[[ Records for processing open ]]

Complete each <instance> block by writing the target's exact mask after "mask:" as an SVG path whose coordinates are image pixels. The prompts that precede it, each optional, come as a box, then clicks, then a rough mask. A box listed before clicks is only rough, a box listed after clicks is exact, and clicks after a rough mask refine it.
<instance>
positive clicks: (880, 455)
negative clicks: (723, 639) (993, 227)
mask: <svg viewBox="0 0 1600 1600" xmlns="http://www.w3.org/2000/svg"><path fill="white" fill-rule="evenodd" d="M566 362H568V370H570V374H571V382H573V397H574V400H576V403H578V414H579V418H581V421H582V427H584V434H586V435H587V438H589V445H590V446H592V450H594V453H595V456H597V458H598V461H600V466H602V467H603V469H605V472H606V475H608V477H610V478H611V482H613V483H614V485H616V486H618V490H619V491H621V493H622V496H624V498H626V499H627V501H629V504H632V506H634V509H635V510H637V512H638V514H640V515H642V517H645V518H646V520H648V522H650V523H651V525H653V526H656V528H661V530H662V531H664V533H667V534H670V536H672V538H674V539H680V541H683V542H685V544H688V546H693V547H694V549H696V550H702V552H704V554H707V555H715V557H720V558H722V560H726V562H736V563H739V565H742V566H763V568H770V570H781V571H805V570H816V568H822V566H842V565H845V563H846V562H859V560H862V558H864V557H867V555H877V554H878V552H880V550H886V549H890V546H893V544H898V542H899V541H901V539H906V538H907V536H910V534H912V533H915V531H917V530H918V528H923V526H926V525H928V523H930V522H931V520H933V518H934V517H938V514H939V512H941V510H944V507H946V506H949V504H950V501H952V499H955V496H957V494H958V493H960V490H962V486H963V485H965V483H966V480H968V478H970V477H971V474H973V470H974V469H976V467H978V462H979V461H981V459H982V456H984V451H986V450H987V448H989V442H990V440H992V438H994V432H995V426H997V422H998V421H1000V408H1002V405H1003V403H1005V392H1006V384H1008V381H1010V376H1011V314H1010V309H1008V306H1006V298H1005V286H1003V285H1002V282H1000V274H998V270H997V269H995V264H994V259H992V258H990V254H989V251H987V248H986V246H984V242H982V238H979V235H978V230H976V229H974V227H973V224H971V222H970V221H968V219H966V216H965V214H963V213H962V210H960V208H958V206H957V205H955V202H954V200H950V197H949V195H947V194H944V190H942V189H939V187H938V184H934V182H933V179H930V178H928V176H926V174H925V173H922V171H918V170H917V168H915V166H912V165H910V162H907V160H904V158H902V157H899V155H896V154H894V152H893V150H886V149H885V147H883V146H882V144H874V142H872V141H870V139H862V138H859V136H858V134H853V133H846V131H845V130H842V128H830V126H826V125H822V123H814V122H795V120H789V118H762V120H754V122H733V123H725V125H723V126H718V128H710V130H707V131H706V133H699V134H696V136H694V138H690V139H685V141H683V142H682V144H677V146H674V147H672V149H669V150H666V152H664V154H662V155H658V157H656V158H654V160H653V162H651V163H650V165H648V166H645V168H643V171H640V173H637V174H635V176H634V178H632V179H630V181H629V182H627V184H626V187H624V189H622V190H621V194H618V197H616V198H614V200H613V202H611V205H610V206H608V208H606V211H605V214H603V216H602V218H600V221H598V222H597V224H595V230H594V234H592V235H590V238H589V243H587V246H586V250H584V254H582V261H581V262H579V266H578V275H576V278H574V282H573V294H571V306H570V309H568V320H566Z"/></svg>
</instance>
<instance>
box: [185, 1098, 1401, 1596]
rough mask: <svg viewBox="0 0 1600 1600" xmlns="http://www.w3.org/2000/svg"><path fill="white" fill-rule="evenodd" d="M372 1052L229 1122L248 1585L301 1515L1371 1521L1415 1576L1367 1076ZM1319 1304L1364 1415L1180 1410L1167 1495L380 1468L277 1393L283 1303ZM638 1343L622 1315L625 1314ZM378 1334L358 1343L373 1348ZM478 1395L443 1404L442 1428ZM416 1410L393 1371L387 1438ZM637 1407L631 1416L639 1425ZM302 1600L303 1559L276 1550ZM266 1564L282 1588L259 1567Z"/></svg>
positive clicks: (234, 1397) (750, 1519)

[[ Records for processing closed ]]

| Required action |
The answer is each line from the entries above in which the word "positive" occurs.

| Task solution |
positive clicks: (880, 455)
positive clicks: (234, 1397) (750, 1519)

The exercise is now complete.